[Start of Provided information]
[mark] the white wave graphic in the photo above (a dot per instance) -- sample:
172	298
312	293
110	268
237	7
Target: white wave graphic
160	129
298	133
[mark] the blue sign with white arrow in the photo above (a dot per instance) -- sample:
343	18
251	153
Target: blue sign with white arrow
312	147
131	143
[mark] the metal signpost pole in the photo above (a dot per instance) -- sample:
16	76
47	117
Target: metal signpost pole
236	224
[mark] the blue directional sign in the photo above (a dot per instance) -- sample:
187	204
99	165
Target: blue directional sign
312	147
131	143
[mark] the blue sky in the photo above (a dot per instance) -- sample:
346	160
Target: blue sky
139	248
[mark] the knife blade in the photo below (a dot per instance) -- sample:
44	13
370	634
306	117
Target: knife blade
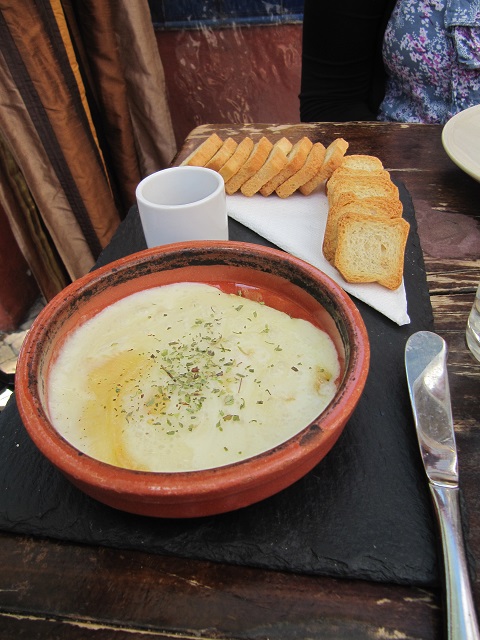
427	378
[End of Provided information]
Retype all of the records above line for line, with no changes, and leave the pictures out.

• Written solution:
[mark] the white wave graphic in the photo above (a dot per instance) -- sample:
172	298
312	293
110	268
237	7
Target: white wave graphic
160	129
298	133
[mark] the blue sign with white arrow in the photo above (a dot per instance) -- sample:
343	18
251	153
Target: blue sign with white arrow
312	147
131	143
[mark] the metal signpost pole in the photo above (a dot per instance) -- sample:
16	76
47	117
Target: metal signpost pole
236	224
[mark] the blue directional sign in the photo above (a dot per instance) -- sample:
187	204
99	165
Target: blue directional sign
312	147
131	143
[mark] the blue sky in the photo above (a dot per instance) -- sample:
346	160
Target: blue sky
139	248
[mark] the knife blade in the photo below (a dot per instance) -- sample:
44	13
370	634
306	117
Target: knife blade
427	378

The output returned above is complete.